BEGIN Stored records
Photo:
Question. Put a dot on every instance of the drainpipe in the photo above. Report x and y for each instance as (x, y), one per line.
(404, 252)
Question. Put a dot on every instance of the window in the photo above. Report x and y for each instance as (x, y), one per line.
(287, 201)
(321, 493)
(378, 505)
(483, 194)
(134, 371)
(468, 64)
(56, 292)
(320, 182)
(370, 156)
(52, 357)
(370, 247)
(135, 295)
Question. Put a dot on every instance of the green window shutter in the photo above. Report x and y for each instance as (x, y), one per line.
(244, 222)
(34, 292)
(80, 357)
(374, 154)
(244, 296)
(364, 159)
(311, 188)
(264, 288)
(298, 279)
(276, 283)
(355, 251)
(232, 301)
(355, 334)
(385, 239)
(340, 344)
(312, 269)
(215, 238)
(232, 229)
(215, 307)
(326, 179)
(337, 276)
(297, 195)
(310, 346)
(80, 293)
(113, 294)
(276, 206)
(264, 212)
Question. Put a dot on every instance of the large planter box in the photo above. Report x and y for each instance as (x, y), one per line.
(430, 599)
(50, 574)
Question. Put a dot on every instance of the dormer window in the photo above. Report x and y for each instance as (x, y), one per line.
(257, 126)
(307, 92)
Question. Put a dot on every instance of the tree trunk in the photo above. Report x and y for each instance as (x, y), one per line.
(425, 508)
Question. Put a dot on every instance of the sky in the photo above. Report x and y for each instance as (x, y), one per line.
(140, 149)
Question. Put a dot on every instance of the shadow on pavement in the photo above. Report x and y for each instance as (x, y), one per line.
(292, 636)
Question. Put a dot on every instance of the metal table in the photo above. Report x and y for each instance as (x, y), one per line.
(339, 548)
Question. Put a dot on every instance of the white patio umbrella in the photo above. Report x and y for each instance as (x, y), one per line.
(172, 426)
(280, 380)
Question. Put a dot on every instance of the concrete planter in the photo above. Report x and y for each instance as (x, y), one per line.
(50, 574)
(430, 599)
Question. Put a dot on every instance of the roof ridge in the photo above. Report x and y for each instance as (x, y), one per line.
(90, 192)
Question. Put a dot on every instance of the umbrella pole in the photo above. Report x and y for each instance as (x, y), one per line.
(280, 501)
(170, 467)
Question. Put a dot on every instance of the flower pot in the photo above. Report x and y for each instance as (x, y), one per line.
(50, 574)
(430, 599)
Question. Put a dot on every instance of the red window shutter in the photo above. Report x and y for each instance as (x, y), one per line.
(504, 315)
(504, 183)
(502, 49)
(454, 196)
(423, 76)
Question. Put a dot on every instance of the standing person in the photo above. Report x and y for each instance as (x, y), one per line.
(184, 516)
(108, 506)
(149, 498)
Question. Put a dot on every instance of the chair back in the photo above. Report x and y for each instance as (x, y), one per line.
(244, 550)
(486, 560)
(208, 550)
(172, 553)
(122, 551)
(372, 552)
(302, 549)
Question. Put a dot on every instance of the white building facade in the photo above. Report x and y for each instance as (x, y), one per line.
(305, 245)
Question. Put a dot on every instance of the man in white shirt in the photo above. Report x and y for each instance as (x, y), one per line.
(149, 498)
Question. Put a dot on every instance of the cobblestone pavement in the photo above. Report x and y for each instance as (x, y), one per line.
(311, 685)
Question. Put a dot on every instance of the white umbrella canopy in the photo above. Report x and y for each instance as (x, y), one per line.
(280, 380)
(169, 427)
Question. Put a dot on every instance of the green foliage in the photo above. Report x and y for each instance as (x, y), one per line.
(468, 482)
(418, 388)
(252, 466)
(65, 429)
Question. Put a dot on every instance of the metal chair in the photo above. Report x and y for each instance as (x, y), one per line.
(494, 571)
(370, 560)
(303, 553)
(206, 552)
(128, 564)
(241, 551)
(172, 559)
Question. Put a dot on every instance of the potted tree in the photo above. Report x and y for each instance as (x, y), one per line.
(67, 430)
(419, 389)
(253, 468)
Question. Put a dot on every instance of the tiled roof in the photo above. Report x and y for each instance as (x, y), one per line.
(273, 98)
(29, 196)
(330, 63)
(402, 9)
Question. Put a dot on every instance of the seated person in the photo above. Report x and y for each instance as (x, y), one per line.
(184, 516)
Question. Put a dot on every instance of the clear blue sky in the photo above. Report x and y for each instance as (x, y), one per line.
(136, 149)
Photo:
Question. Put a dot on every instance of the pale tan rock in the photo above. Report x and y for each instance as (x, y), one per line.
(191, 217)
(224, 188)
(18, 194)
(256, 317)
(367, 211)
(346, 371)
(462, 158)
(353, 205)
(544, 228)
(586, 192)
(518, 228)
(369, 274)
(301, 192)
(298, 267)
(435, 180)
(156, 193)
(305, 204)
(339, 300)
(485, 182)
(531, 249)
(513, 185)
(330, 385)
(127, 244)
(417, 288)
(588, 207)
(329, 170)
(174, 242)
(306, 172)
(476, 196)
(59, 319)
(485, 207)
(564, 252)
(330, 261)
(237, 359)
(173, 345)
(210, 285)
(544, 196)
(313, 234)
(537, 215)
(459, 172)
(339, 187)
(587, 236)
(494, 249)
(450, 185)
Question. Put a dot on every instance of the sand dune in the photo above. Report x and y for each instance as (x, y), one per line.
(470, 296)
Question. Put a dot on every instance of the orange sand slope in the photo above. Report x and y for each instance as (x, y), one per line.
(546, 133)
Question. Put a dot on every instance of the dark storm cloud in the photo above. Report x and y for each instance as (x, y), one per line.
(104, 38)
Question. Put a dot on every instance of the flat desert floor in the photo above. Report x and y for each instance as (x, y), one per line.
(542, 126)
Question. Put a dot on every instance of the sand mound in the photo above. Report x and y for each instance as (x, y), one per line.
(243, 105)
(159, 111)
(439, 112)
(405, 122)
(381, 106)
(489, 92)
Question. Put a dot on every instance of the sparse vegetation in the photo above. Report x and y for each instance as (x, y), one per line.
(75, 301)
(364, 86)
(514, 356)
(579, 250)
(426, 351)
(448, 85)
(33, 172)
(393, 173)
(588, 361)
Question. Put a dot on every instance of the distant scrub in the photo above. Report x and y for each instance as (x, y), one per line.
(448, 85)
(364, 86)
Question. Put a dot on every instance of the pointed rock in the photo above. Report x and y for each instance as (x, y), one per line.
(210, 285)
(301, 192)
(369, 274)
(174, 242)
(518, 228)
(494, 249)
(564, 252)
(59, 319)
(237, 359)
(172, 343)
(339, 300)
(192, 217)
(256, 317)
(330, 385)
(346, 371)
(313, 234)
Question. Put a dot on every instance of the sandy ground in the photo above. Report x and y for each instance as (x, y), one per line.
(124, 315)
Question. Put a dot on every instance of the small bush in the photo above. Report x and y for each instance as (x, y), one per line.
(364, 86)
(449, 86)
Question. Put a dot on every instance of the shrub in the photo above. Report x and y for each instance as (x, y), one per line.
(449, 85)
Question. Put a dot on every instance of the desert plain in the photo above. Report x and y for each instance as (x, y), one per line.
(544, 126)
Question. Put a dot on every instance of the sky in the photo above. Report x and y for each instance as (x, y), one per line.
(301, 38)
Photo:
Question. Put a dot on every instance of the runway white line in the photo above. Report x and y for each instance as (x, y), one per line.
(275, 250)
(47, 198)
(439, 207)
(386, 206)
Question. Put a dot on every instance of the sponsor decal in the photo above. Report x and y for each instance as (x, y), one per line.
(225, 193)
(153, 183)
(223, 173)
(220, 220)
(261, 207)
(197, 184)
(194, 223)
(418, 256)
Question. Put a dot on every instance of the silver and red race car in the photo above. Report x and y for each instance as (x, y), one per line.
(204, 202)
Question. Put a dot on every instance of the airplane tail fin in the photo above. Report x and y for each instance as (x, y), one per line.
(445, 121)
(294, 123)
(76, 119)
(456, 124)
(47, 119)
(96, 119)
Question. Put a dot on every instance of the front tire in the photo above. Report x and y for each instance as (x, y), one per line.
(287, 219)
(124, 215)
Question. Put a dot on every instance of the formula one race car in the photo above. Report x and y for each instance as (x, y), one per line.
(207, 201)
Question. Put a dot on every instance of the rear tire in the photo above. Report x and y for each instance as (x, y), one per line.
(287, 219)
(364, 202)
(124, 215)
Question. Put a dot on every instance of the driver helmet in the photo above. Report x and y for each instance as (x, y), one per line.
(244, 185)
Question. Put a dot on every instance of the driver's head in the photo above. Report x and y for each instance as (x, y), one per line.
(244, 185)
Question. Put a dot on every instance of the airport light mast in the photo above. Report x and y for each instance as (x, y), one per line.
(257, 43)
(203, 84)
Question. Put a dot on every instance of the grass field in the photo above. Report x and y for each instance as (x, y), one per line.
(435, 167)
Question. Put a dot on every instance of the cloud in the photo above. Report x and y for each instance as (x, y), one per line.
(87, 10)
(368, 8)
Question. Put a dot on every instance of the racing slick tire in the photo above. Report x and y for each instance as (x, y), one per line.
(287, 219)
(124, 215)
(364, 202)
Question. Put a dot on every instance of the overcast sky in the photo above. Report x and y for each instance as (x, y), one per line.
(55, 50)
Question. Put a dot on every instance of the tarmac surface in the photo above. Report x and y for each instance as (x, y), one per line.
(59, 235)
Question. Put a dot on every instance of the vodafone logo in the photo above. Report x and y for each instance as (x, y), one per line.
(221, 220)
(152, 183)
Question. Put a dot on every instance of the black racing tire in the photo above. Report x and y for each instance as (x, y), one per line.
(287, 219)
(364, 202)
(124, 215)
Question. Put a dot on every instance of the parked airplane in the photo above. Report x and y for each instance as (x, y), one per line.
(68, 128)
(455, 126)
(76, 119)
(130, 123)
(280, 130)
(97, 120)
END Stored records
▶ **Task goal**
Everything from the line containing "Question. Put a dot on every instance of the overcast" to the end of the data above should be quoted exactly, please, both ends included, and nothing outside that span.

▶ **Answer to this problem**
Question. Put a dot on every instance of the overcast sky in the photo above. Report x and y for each instance as (x, y), one per line.
(55, 50)
Question. Put a dot on every instance of the tarmac surface in the photo above. Report x and y for each instance as (x, y), one per line.
(59, 235)
Question. Put a dot on every instance of the vodafone logo in the photo above. Report x and y for each instance as (x, y), one per line.
(221, 220)
(152, 183)
Question. Put a dot on every instance of the black racing tire in the photo above. Report x and y for each instance as (x, y), one per line.
(287, 219)
(364, 202)
(124, 215)
Question. Put a dot on every instance of the parked airplane in the photo above. Report x and y for each instance as (x, y), one per line.
(68, 128)
(455, 126)
(76, 119)
(130, 123)
(280, 130)
(97, 120)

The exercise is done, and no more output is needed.